[start PAGE]

Among the variety of solutions for irrigation scheduling are “smart controllers” offered by many manufacturers that can help assist with daily irrigation scheduling adjustments. Smart controllers are irrigation controllers that have the ability to adjust the daily irrigation run times based on the weather conditions. These smart product offerings vary greatly in cost and complexity. Some manufactures offer simple add-on weather sensors that provide true onsite weather data that may be compatible with existing field controllers. Other more complex solutions may require existing field controllers to be replaced and add monthly subscription costs to supply the daily weather information from distant weather stations to the site. While smart controllers can be useful tools to achieve greater efficiency in irrigation scheduling, they first require an accurate assessment of the site. Another consideration is that weather-based controllers often times need significant initial observation and adjustment before optimal performance is achieved.

Moisture sensor options

Another option to assist with irrigation scheduling is the use of moisture sensors. Typical systems using moisture sensors have one or more sensors placed in the rootzone of the irrigated area. These sensors will either inhibit or shut down an irrigation cycle once optimal soil moisture levels are present. A simple tool to use as a reference of the level of soil moisture is the tensiometer. These devices are installed in the rootzone similar to moisture sensors, but provide a gauge that can be visually referenced for the status of soil moisture.

[end PAGE]
[start RAW DATA]

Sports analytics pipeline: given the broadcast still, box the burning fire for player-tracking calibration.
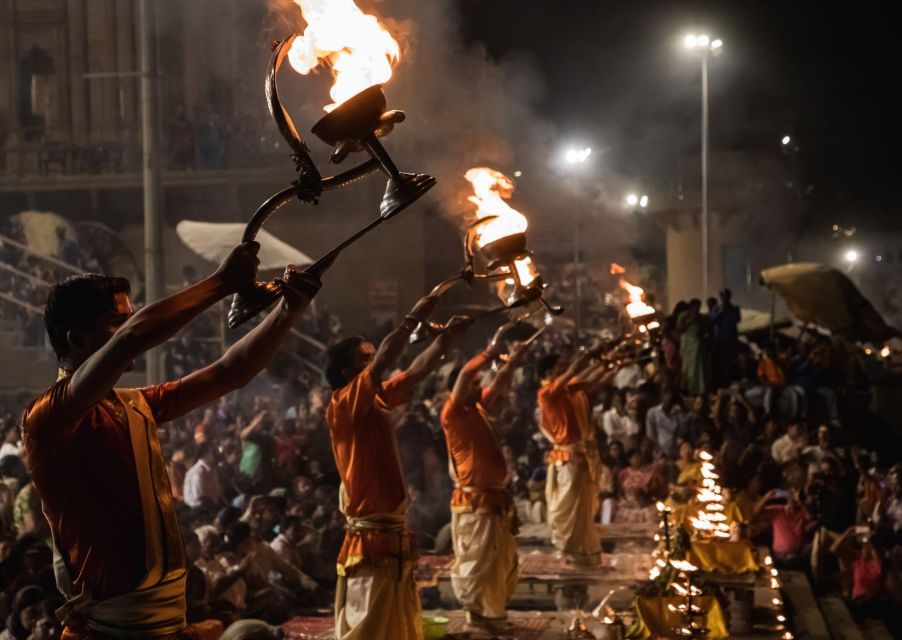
[620,278,655,318]
[288,0,401,111]
[464,167,538,286]
[689,451,730,539]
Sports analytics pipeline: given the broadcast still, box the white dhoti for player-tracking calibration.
[335,560,423,640]
[545,454,601,564]
[335,508,423,640]
[451,513,518,623]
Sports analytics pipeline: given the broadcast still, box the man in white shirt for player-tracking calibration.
[269,516,317,591]
[770,422,805,464]
[601,393,640,449]
[184,442,225,508]
[645,389,687,458]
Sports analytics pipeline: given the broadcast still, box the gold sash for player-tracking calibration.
[53,389,187,637]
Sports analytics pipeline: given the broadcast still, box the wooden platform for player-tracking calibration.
[282,609,800,640]
[517,522,658,546]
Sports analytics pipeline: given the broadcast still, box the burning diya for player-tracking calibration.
[229,0,435,328]
[410,167,564,342]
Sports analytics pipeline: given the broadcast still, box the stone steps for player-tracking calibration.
[817,596,865,640]
[780,571,832,640]
[861,618,893,640]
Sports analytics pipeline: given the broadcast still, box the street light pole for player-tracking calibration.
[683,34,723,297]
[564,147,592,337]
[573,206,583,338]
[138,0,165,385]
[701,51,709,298]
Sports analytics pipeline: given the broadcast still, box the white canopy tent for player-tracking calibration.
[175,220,313,271]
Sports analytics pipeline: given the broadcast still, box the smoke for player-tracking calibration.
[264,0,554,225]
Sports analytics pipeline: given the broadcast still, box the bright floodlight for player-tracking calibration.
[564,147,592,164]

[end RAW DATA]

Could you continue the passage on irrigation scheduling after its last sentence? The entries come from a different source than the passage on irrigation scheduling.

THE RESULT
Regardless of any technologies being employed, it is important to note that having an efficient system is paramount to effectively using your limited water resources. It is a good idea especially on older systems to perform a tune-up before addressing scheduling concerns. During this site inspection the system should be checked for damaged and leaking heads and to ensure heads are level and unobstructed. At this time the pressure should also be checked at the nozzle to verify the optimum manufacturer pressure recommendations are met. If the pressure is too high, pressure regulation at the valve should be considered since high pressure can hamper efficiency just as badly as low pressure. If low pressure is observed refer to manufacturers nozzle data. Often smaller nozzles can be used to help reduce flow and restore pressure and nozzle efficiency to the system.

Going monthly

An irrigation schedule should be created for each month of the growing season. This will serve as a base schedule that will typically require only minor adjustments with the exception of extreme weather events like prolonged rain or above average heat. The first step in this process is to collect historic or average evapotranspiration rates for the local area. This data can often be accessed through a water purveyor website or by an internet search for the best available local source. Once this data is gathered, you can derive how many inches of irrigation water is needed by plant type. The irrigation schedule would then be built to replace this lost moisture.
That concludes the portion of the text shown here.